[begin Records for this exercise]
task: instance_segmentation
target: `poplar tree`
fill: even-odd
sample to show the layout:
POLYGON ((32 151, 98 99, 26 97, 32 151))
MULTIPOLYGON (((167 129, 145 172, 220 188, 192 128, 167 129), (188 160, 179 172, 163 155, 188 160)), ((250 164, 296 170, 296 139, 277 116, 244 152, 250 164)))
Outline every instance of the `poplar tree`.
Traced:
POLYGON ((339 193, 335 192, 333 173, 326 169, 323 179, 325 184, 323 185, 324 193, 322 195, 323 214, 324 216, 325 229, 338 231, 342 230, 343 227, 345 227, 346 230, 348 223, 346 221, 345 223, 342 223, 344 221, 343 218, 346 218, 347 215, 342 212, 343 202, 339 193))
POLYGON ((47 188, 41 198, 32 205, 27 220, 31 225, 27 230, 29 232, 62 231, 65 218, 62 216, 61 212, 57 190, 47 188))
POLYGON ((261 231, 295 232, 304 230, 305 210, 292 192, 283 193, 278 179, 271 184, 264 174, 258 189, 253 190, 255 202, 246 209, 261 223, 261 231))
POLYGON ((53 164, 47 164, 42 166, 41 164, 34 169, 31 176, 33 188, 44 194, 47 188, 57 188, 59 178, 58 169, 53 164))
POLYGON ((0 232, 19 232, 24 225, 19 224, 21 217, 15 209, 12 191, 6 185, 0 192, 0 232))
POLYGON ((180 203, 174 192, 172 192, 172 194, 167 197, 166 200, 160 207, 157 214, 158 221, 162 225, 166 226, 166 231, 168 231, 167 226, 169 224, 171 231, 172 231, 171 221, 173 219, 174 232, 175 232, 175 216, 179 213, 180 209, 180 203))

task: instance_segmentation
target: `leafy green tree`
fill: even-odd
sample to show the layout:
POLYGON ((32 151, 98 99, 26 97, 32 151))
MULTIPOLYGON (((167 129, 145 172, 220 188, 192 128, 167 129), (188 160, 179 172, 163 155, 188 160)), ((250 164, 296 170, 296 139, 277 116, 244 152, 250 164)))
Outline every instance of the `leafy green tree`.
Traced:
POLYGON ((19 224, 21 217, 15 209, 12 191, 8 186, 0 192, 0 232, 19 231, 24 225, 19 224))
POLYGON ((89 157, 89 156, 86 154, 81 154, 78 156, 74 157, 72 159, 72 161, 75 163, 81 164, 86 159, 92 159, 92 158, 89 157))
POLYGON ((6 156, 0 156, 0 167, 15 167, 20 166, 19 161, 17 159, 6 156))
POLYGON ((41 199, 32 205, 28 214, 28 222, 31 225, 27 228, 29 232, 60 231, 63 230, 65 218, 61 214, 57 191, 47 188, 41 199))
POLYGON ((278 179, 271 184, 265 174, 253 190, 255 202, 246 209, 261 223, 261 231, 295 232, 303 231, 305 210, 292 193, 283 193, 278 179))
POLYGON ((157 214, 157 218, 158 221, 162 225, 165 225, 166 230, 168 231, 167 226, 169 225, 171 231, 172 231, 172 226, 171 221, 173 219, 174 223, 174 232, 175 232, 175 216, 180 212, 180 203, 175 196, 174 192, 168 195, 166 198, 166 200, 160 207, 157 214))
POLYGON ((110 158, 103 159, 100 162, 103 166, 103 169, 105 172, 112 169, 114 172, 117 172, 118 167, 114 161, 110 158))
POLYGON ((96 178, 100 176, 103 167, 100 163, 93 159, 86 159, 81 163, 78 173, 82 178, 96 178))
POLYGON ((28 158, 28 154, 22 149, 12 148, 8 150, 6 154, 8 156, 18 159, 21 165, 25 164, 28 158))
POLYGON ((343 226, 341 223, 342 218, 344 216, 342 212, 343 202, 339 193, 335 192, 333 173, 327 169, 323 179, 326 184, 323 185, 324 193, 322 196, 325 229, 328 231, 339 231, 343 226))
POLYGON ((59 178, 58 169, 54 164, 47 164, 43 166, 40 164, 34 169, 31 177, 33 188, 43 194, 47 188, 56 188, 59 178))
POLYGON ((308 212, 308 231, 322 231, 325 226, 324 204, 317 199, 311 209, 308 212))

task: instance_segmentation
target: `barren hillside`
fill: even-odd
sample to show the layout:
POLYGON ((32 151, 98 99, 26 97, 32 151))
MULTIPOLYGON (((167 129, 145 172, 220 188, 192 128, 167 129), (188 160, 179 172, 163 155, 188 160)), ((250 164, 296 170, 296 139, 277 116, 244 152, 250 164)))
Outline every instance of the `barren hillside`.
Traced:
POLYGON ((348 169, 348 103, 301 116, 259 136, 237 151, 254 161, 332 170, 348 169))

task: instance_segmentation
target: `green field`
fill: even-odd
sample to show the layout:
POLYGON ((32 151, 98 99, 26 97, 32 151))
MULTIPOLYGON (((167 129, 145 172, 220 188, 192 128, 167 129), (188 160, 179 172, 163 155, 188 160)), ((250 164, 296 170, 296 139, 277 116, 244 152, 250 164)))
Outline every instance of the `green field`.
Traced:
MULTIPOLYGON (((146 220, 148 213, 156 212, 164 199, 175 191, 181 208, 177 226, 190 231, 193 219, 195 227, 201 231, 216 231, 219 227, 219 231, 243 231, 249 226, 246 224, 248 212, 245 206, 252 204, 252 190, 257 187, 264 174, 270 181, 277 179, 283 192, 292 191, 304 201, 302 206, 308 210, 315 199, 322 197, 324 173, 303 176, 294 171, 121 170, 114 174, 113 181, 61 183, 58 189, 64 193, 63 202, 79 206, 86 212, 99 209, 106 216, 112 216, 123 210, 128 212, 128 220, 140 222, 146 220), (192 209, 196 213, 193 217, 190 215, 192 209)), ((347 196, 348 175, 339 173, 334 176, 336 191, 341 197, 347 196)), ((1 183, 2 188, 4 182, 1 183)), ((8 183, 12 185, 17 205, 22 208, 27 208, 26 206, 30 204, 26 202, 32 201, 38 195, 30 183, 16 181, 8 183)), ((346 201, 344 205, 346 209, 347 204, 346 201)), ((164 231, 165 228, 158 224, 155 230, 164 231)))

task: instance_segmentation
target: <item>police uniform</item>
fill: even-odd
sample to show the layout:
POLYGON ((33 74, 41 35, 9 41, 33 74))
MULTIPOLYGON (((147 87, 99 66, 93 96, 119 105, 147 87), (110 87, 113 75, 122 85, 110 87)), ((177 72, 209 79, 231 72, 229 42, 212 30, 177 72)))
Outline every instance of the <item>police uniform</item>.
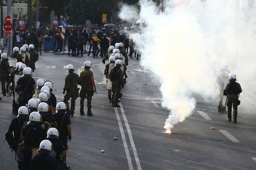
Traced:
[end Records for this exercise]
To do:
Rewrite every line of the entries above as a Markdown table with the columns "Row" and "Line", numbering the rows and skipping blank lines. Leave the pictures out.

Worked answer:
| Row | Line |
|---|---|
| 1 | task: instance_segmentation |
| 2 | target: `poplar tree` |
| 3 | fill: even-odd |
| 4 | sample to show the layout: |
| 5 | POLYGON ((32 151, 98 99, 26 97, 32 151)) |
| 6 | MULTIPOLYGON (((167 129, 145 172, 220 188, 192 128, 167 129), (188 160, 179 172, 163 155, 188 160)), ((250 164, 296 170, 296 139, 277 116, 244 152, 250 164))) |
| 7 | Outline every instance of the `poplar tree`. |
| 8 | Traced: |
| 9 | POLYGON ((339 193, 335 192, 333 173, 326 169, 323 179, 325 184, 323 185, 324 193, 322 195, 323 214, 324 216, 325 229, 338 231, 342 230, 343 227, 345 227, 346 230, 348 223, 346 221, 345 223, 342 223, 344 221, 343 218, 346 218, 347 215, 342 212, 343 202, 339 193)) |
| 10 | POLYGON ((47 188, 41 198, 32 205, 27 220, 31 225, 27 230, 29 232, 62 231, 65 218, 62 216, 61 212, 57 190, 47 188)) |
| 11 | POLYGON ((261 231, 295 232, 304 230, 305 210, 292 192, 283 193, 278 179, 271 184, 264 174, 258 189, 253 190, 255 202, 246 209, 261 223, 261 231)) |
| 12 | POLYGON ((53 164, 47 164, 42 166, 41 164, 34 169, 31 176, 33 188, 44 194, 47 188, 57 188, 59 178, 58 169, 53 164)) |
| 13 | POLYGON ((0 232, 19 232, 24 225, 19 224, 21 217, 15 209, 12 191, 6 185, 0 192, 0 232)) |
| 14 | POLYGON ((180 203, 174 192, 172 192, 172 194, 167 197, 166 200, 160 207, 157 214, 158 221, 162 225, 166 226, 166 231, 168 231, 167 226, 169 224, 171 231, 172 231, 171 221, 173 219, 174 232, 175 232, 175 216, 179 213, 180 209, 180 203)) |
| 15 | task: instance_segmentation |
| 16 | target: `leafy green tree` |
| 17 | fill: even-odd |
| 18 | sample to show the layout: |
| 19 | POLYGON ((32 151, 98 99, 26 97, 32 151)) |
| 20 | MULTIPOLYGON (((167 129, 145 172, 220 188, 192 128, 167 129), (188 160, 179 172, 163 155, 188 160)), ((250 164, 296 170, 296 139, 277 116, 244 152, 250 164))) |
| 21 | Outline every instance of the `leafy green tree`. |
| 22 | Traced: |
| 23 | POLYGON ((19 224, 21 217, 15 209, 12 191, 8 186, 0 192, 0 232, 19 231, 24 225, 19 224)) |
| 24 | POLYGON ((89 157, 89 156, 86 154, 81 154, 78 156, 74 157, 72 159, 72 161, 75 163, 81 164, 86 159, 92 159, 92 158, 89 157)) |
| 25 | POLYGON ((6 156, 0 156, 0 167, 15 167, 20 166, 19 161, 17 159, 6 156)) |
| 26 | POLYGON ((41 199, 32 205, 28 214, 28 222, 31 225, 27 228, 29 232, 60 231, 63 230, 65 218, 61 214, 57 191, 47 188, 41 199)) |
| 27 | POLYGON ((278 179, 271 184, 265 174, 253 190, 255 202, 246 209, 261 223, 261 231, 295 232, 303 231, 305 210, 292 193, 283 193, 278 179)) |
| 28 | POLYGON ((157 214, 157 218, 158 221, 162 225, 165 225, 166 230, 168 231, 167 226, 169 225, 171 231, 172 231, 172 226, 171 221, 173 219, 174 223, 174 232, 175 232, 175 216, 180 212, 180 203, 175 196, 174 192, 168 195, 166 198, 166 200, 160 207, 157 214)) |
| 29 | POLYGON ((110 158, 103 159, 100 162, 103 166, 103 169, 105 172, 112 169, 114 172, 117 172, 118 167, 114 161, 110 158)) |
| 30 | POLYGON ((96 178, 100 176, 103 167, 100 163, 93 159, 86 159, 81 163, 78 173, 82 178, 96 178)) |
| 31 | POLYGON ((28 158, 28 154, 22 149, 12 148, 8 150, 6 154, 8 156, 18 159, 21 165, 25 164, 28 158)) |
| 32 | POLYGON ((343 226, 341 223, 342 218, 344 216, 342 212, 343 202, 339 193, 335 192, 333 173, 327 169, 323 179, 326 184, 323 185, 324 193, 322 196, 325 229, 328 231, 339 231, 343 226)) |
| 33 | POLYGON ((59 178, 58 169, 54 164, 47 164, 43 166, 40 164, 34 169, 31 177, 33 188, 43 194, 47 188, 56 188, 59 178)) |
| 34 | POLYGON ((308 212, 308 231, 322 231, 325 226, 324 204, 317 199, 311 209, 308 212)) |
| 35 | task: instance_segmentation |
| 36 | target: `barren hillside` |
| 37 | fill: even-odd |
| 38 | sample to show the layout: |
| 39 | POLYGON ((32 151, 98 99, 26 97, 32 151)) |
| 40 | MULTIPOLYGON (((167 129, 145 172, 220 188, 192 128, 167 129), (188 160, 179 172, 163 155, 188 160)), ((250 164, 296 170, 296 139, 277 116, 244 152, 250 164))) |
| 41 | Outline every instance of the `barren hillside`. |
| 42 | Traced: |
| 43 | POLYGON ((348 169, 348 103, 301 116, 259 136, 237 151, 254 161, 332 170, 348 169)) |
| 44 | task: instance_segmentation |
| 45 | target: `green field` |
| 46 | fill: even-odd |
| 47 | sample to show the layout: |
| 48 | POLYGON ((32 151, 98 99, 26 97, 32 151)) |
| 49 | MULTIPOLYGON (((167 129, 145 172, 220 188, 192 128, 167 129), (188 160, 179 172, 163 155, 188 160)), ((250 164, 296 170, 296 139, 277 116, 244 152, 250 164))) |
| 50 | Outline every instance of the `green field`. |
| 51 | Traced: |
| 52 | MULTIPOLYGON (((146 220, 148 213, 156 212, 164 199, 175 191, 181 208, 177 226, 190 231, 193 219, 195 227, 201 231, 216 231, 219 227, 219 231, 243 231, 249 226, 246 224, 248 212, 245 206, 252 204, 252 190, 257 187, 264 174, 270 181, 277 179, 283 192, 292 191, 304 201, 302 206, 308 210, 315 199, 322 197, 324 173, 303 176, 294 171, 121 170, 114 174, 113 181, 61 183, 58 189, 64 193, 63 202, 79 206, 86 212, 99 209, 106 216, 112 216, 123 210, 128 212, 128 220, 140 222, 146 220), (192 209, 196 213, 193 217, 190 215, 192 209)), ((347 196, 348 175, 339 173, 334 176, 336 191, 341 197, 347 196)), ((1 183, 2 188, 4 182, 1 183)), ((8 183, 12 185, 17 205, 22 208, 27 208, 26 206, 30 204, 26 202, 32 201, 38 195, 30 183, 16 181, 8 183)), ((346 201, 344 205, 346 209, 347 204, 346 201)), ((164 231, 165 228, 158 224, 155 230, 164 231))) |
| 53 | task: instance_segmentation |
| 54 | target: <item>police uniform</item> |
| 55 | fill: even-odd |
| 56 | sample to show the layout: |
| 57 | POLYGON ((33 74, 41 35, 9 41, 33 74)) |
| 58 | MULTIPOLYGON (((147 87, 99 66, 93 96, 119 105, 147 87), (110 87, 113 75, 122 85, 110 87)), ((177 72, 209 79, 231 72, 229 42, 212 30, 177 72))) |
| 59 | Outline every instance of the <item>police uniform</item>. |
| 60 | Traced: |